TASK INSTRUCTIONS. From the listing below, extract each line that contains the string "computer" and reproduce those lines unchanged.

EXCERPTED DATA.
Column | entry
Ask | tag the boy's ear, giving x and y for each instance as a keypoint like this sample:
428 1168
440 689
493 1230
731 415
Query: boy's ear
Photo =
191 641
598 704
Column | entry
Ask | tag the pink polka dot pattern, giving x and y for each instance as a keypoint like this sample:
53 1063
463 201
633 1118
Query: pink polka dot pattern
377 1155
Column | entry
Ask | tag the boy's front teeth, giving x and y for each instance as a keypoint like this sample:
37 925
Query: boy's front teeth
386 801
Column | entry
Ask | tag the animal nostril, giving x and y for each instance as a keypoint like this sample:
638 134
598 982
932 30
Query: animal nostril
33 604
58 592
---
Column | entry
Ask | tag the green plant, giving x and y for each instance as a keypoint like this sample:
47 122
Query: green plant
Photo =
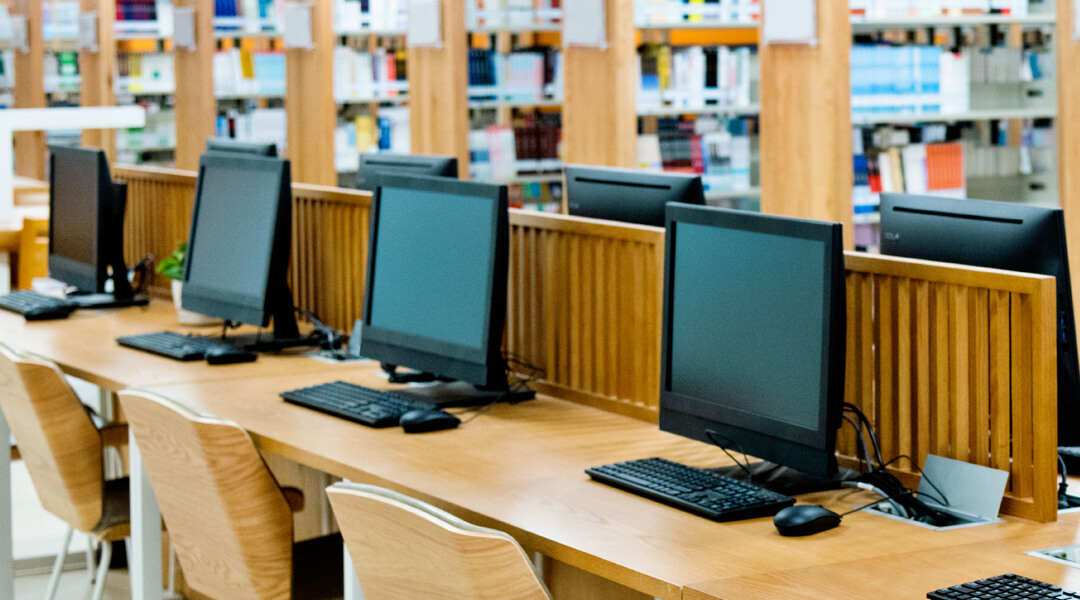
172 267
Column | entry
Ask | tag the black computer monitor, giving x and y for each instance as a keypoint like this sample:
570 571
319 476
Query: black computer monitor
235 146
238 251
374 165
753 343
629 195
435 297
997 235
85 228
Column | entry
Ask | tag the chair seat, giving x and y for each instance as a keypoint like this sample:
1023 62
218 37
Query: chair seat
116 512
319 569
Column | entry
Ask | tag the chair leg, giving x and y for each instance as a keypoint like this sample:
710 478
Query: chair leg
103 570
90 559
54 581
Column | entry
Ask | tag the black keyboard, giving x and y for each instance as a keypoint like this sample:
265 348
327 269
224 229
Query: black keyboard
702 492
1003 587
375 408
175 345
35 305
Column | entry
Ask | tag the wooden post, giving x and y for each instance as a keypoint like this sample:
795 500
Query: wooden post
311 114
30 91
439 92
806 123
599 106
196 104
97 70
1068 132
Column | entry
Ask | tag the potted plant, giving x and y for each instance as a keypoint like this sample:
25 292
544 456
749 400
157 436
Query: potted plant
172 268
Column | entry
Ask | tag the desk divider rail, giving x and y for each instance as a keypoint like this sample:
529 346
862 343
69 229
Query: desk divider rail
--
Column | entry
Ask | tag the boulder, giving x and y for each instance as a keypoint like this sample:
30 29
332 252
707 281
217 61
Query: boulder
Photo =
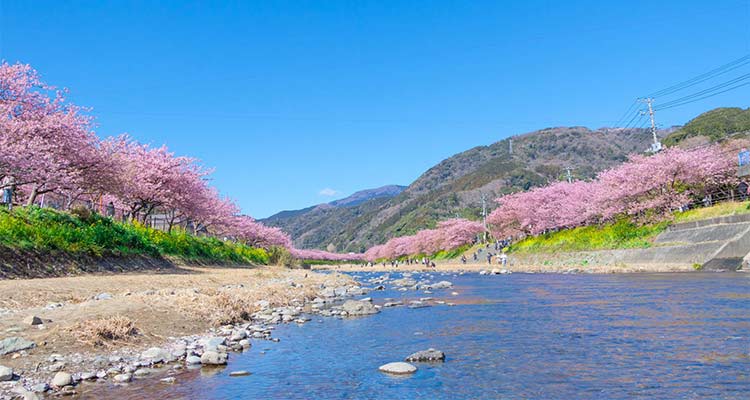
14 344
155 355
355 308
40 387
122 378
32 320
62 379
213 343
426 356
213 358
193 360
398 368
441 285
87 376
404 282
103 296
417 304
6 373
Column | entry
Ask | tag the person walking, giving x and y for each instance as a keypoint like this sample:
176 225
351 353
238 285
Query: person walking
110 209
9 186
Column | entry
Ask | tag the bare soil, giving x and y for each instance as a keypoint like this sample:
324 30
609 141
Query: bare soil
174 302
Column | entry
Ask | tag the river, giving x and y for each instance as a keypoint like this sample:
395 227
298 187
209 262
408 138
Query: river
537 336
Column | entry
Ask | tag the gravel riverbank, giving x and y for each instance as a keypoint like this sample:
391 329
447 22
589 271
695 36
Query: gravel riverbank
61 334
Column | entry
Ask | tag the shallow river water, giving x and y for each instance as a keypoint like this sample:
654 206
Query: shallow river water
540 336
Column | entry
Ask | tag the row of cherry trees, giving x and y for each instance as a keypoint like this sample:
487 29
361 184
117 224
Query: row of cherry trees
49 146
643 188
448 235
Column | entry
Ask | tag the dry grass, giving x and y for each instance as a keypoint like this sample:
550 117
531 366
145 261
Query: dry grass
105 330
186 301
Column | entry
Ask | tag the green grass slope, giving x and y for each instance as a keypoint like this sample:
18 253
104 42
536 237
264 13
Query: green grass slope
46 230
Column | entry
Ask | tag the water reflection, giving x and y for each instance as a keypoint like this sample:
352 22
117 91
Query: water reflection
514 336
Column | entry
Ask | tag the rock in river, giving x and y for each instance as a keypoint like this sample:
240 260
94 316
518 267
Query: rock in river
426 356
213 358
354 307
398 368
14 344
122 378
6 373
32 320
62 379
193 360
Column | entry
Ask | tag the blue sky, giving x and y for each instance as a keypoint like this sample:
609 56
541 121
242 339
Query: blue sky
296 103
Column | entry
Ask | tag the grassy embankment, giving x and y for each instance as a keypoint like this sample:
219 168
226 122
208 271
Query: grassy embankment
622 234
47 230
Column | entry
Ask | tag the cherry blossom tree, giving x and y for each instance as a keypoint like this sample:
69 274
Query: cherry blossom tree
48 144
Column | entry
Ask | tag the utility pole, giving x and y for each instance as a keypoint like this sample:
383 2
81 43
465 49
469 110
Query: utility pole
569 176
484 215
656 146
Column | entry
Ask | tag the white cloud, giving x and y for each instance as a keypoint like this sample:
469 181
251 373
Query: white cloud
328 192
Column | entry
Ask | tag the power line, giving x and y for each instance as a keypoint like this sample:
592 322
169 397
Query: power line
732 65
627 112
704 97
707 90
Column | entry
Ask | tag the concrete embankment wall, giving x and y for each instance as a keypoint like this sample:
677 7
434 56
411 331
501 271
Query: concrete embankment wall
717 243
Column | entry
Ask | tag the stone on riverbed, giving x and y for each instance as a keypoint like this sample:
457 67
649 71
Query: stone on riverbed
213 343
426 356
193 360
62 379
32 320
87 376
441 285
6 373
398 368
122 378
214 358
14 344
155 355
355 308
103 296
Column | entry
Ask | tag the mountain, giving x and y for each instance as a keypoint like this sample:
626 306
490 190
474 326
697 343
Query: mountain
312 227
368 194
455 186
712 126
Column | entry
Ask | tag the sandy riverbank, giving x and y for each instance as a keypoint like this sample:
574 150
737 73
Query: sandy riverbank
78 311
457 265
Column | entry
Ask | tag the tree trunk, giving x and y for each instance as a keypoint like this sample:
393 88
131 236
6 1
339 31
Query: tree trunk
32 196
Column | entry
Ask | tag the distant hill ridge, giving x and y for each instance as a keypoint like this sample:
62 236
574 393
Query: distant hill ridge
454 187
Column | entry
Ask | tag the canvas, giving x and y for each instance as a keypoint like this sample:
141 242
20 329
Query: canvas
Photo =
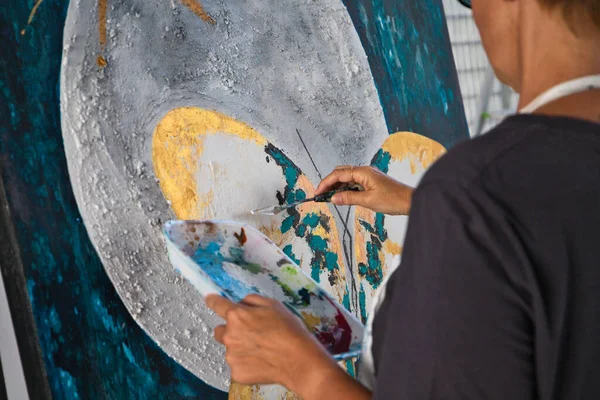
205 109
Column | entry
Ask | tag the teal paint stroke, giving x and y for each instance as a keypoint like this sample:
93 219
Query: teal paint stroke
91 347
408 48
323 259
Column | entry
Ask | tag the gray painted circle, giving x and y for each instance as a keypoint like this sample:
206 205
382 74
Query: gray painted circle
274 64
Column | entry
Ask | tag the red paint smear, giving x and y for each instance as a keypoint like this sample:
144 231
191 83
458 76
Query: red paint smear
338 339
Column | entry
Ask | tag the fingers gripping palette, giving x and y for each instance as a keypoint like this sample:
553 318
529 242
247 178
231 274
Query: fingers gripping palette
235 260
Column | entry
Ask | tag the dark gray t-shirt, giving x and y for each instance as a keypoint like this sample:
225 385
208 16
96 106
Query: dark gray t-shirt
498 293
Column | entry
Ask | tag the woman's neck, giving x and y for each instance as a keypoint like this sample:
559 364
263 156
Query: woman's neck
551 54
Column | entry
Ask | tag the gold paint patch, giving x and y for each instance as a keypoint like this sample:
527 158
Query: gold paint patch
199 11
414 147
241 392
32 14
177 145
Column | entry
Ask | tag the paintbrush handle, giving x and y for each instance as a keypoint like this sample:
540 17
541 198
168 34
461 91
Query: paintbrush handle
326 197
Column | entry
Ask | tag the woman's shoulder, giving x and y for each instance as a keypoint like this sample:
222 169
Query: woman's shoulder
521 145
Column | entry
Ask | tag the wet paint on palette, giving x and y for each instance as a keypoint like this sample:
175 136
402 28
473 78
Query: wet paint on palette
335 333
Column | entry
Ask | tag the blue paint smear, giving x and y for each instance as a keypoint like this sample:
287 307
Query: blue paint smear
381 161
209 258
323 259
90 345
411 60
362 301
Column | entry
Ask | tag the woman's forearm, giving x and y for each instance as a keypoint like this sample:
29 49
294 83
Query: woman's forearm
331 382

WORKED SOLUTION.
Ask | tag the black computer monitor, giving x and y for each instance as a keypoint like this sample:
Query: black computer monitor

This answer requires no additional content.